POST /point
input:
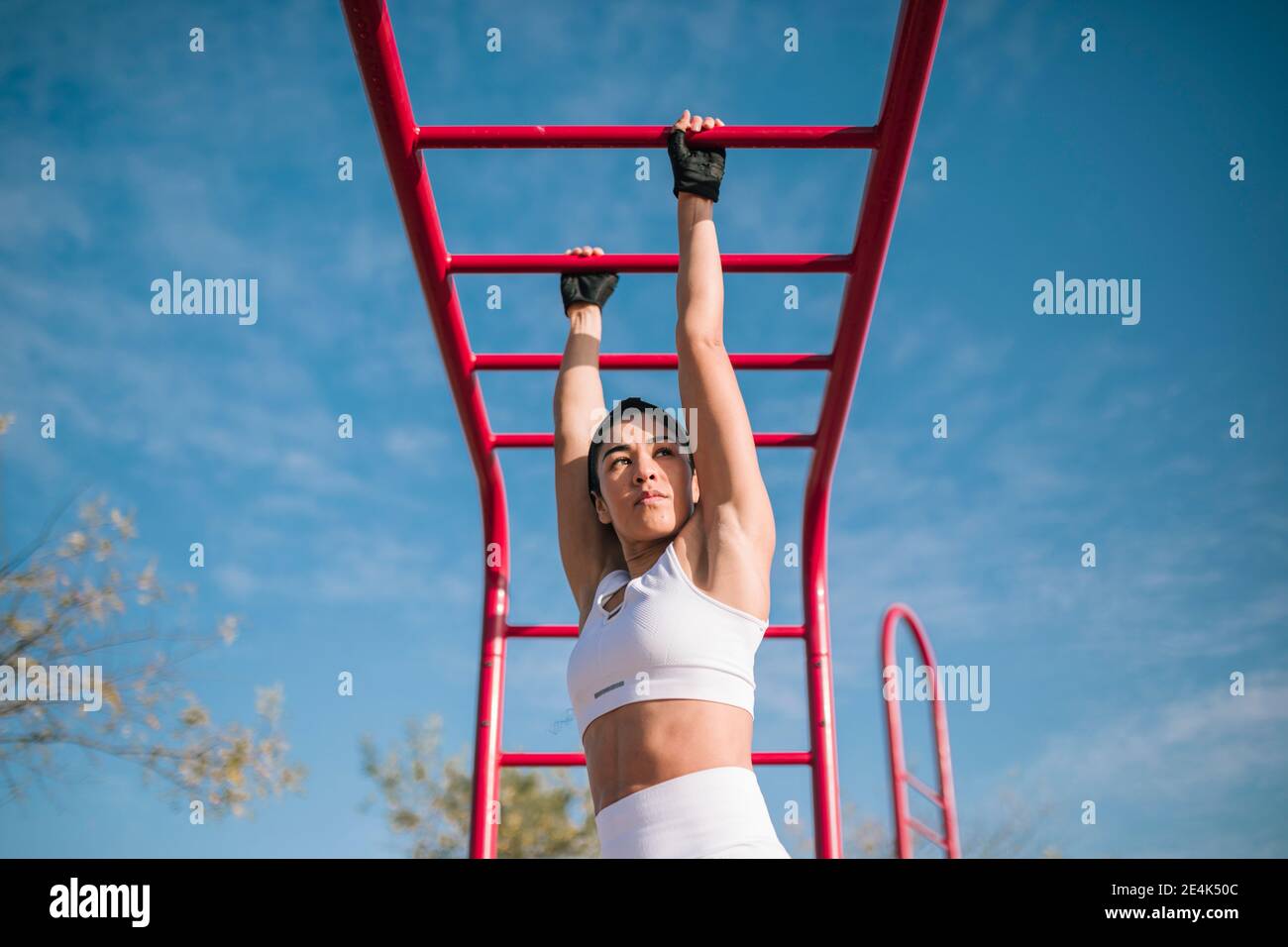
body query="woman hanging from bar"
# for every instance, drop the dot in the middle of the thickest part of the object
(666, 535)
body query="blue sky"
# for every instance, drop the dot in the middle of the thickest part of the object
(1108, 684)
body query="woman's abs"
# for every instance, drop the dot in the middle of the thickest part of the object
(648, 742)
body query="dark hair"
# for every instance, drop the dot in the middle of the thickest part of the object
(614, 418)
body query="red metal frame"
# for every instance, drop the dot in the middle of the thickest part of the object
(915, 38)
(900, 776)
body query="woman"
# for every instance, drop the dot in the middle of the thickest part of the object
(671, 581)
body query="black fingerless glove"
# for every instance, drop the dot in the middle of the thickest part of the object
(697, 170)
(587, 287)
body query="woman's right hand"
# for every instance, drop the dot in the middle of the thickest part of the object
(587, 287)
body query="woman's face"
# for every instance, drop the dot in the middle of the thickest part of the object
(647, 488)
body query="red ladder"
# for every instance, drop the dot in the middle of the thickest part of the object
(400, 138)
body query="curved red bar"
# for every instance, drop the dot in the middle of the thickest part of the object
(900, 776)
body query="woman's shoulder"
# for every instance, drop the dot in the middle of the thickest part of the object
(722, 564)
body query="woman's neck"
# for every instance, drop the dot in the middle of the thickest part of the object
(642, 557)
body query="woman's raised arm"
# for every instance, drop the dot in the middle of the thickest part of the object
(589, 549)
(733, 495)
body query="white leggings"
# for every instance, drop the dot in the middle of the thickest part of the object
(709, 813)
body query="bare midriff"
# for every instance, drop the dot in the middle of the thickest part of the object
(644, 744)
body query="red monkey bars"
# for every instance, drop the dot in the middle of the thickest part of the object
(915, 37)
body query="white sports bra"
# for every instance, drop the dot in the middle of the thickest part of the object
(668, 639)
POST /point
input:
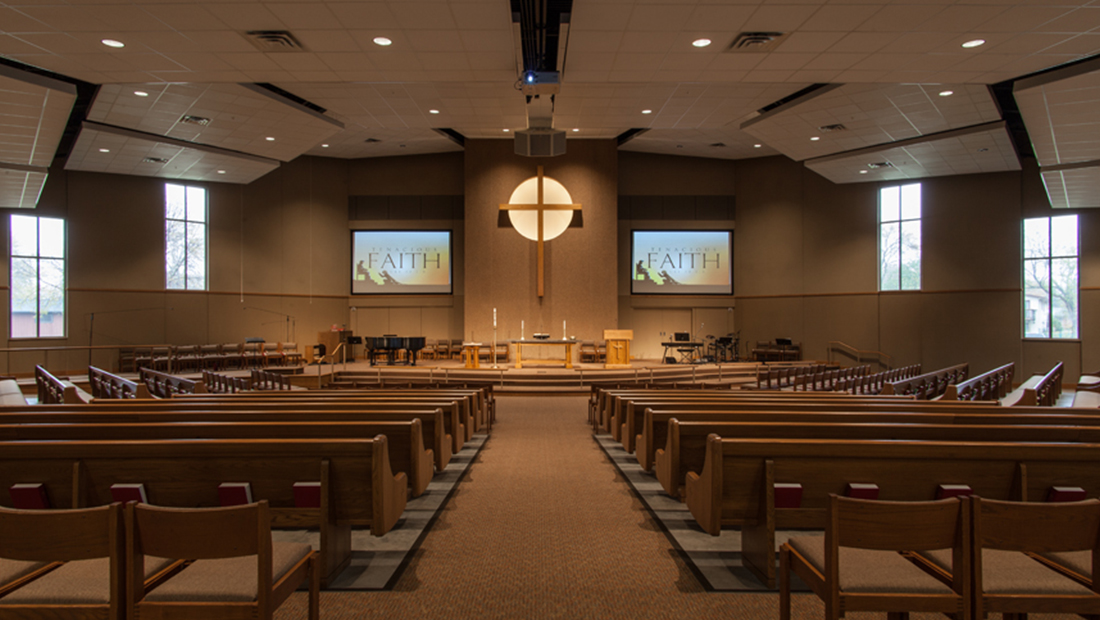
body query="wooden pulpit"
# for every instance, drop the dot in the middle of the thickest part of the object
(618, 347)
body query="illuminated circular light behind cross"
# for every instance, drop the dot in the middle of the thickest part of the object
(554, 222)
(540, 209)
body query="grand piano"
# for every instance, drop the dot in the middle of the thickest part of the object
(396, 350)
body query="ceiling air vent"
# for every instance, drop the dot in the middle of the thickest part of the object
(756, 42)
(273, 41)
(193, 120)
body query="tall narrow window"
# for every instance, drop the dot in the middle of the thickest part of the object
(1051, 277)
(185, 236)
(900, 237)
(37, 277)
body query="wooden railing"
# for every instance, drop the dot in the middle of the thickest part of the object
(928, 385)
(53, 390)
(265, 380)
(988, 386)
(835, 347)
(113, 387)
(873, 384)
(163, 385)
(223, 384)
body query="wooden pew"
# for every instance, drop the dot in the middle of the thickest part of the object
(53, 390)
(163, 385)
(1038, 390)
(928, 385)
(107, 386)
(611, 413)
(407, 451)
(736, 486)
(431, 420)
(358, 487)
(987, 386)
(631, 431)
(461, 425)
(685, 445)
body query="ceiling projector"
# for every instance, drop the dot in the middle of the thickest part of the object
(540, 82)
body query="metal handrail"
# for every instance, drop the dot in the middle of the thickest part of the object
(883, 360)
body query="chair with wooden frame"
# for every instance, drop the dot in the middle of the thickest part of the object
(1007, 579)
(858, 565)
(57, 564)
(238, 571)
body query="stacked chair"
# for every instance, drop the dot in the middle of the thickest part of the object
(964, 556)
(112, 563)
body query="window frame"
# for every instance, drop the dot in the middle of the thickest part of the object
(187, 224)
(37, 257)
(1049, 257)
(900, 221)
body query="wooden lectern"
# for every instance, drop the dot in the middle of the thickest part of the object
(618, 347)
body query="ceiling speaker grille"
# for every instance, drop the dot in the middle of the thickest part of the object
(755, 42)
(193, 120)
(274, 41)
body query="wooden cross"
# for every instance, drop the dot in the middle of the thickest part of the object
(540, 208)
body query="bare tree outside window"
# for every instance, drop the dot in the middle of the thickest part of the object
(1051, 277)
(37, 277)
(185, 220)
(900, 237)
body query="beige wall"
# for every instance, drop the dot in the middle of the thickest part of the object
(277, 247)
(430, 316)
(653, 318)
(805, 255)
(502, 265)
(806, 258)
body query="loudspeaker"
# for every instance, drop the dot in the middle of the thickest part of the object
(540, 142)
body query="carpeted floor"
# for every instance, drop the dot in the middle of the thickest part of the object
(543, 527)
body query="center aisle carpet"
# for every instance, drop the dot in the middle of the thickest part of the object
(543, 526)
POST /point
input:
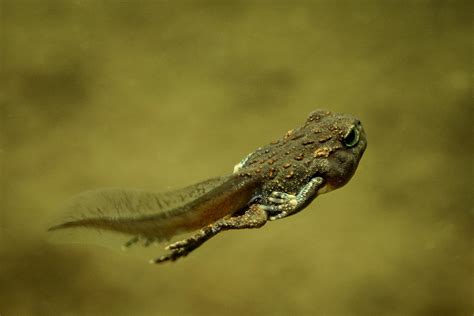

[Exercise prompt]: Skip the pictures and print each record exactly as it stands.

[Answer]:
POST /point
input:
body query="woman hanging from bar"
# for every instance, drop the dot in the middle of the thickest part of the object
(666, 535)
body query="blue sky"
# for every instance, drop the dot in the middle of the thickest part of the object
(1108, 684)
body query="woman's abs"
# for every instance, drop the dot in the middle of the thickest part of the object
(648, 742)
body query="dark hair"
# for every instance, drop the dot in the middle of the thickest part of the object
(614, 418)
body query="red metal frame"
# for every instance, drop the dot in the middle of the thickest part of the object
(915, 38)
(900, 776)
body query="woman"
# for every instance, drop the dot in the middle of the thickest part of the object
(671, 581)
body query="black fingerless glove"
# for every instance, drop the dot in the middle of the thickest part of the object
(697, 170)
(587, 287)
body query="woman's right hand"
# for every instance, drop the dot in the middle of the thickest part of the object
(587, 287)
body query="woman's face"
# for every instance, drop the dot in the middle of the thickest part of the object
(647, 488)
body query="red ladder"
# for every instance, drop the dot in the middle of the thickest part of the object
(400, 138)
body query="curved red bar"
# for every instance, drop the dot in the middle of the thickest part of the object
(900, 776)
body query="woman's shoulder"
# for every instance, drop the dot in the middle of the thickest part of the object
(722, 564)
body query="woman's neck"
# for every instance, drop the dot in the middle of the thickest part of the object
(642, 557)
body query="woman's raised arm"
# for every instance, drop the dot in the middle of the thickest part of the object
(589, 549)
(733, 495)
body query="white leggings"
# for every instance, drop the dot in the middle of the thickest part of the object
(709, 813)
body query="bare midriff"
# for every instance, drop the dot in the middle of the thickest part of the object
(644, 744)
body query="red monkey bars"
# for every instance, drop the dot in the middle of the thickest part of the object
(915, 37)
body query="white sports bra"
# for every instance, drop the dot in the middle of the thickest part of the object
(668, 639)
POST /point
input:
body query="wooden pulpit"
# for every instance, drop the dot in the middle of the thickest part of the object
(618, 347)
body query="illuminated circular light behind cross"
# for every instance, drop the dot in the middle of the thickest part of the object
(554, 222)
(540, 209)
body query="grand piano"
# for every instance, drop the dot in the middle of the thickest part of the object
(396, 350)
body query="ceiling air vent"
# for every instance, drop the dot in the middle of the thickest part of the object
(756, 42)
(273, 41)
(193, 120)
body query="tall narrow window"
# for every instance, drop the dot in the middle of the thickest part of the object
(1051, 277)
(185, 236)
(900, 237)
(37, 277)
body query="wooden railing"
# for every instance, drop the dot in the middle of the thickest part of the object
(928, 385)
(53, 390)
(265, 380)
(988, 386)
(835, 347)
(113, 387)
(873, 384)
(163, 385)
(223, 384)
body query="wooden pew"
# for every instance, drop the dot in the middle of the thickest part of the object
(53, 390)
(163, 385)
(1038, 390)
(928, 385)
(107, 386)
(611, 413)
(407, 451)
(736, 486)
(431, 420)
(358, 487)
(987, 386)
(631, 431)
(461, 425)
(685, 445)
body query="ceiling projector"
# for every instance, drop the dot in the middle of the thickest part of the object
(540, 82)
body query="metal handrail"
# for every instance, drop the dot in the middle of the thickest part of the object
(883, 360)
body query="chair with wooden frame"
# for every instance, drop the dot in the middle of the thickest part of the object
(1007, 579)
(858, 565)
(57, 564)
(238, 571)
body query="stacked chair"
# for every instance, drop the dot in the middle of the thickest part of the object
(964, 556)
(112, 563)
body query="window frame"
# for every instance, drop the dot in the middle of the thickest part of the object
(187, 224)
(37, 257)
(1049, 257)
(900, 221)
body query="wooden lectern"
# for every instance, drop the dot in the middle of the thickest part of the object
(618, 347)
body query="ceiling speaker grille"
# for every instance, drop the dot in the middle of the thickest part of the object
(755, 42)
(193, 120)
(274, 41)
body query="wooden cross"
# for every instance, drop the dot in the middle of the thickest part of the object
(540, 208)
body query="bare tree outside window"
# for every instance, drop the dot in the middle of the thickest part of the object
(1051, 277)
(37, 277)
(185, 220)
(900, 237)
body query="beige wall"
# for every instance, drop the dot in the middle of the thickest part of the object
(277, 247)
(430, 316)
(653, 318)
(805, 255)
(502, 265)
(806, 258)
body query="loudspeaker"
# for every instance, drop the dot in the middle of the thickest part of the object
(540, 142)
body query="carpeted floor"
# for every instance, drop the dot in the middle of the thickest part of the object
(543, 527)
body query="center aisle carpet"
# for every instance, drop the dot in the middle of the thickest part of the object
(543, 526)
POST /point
input:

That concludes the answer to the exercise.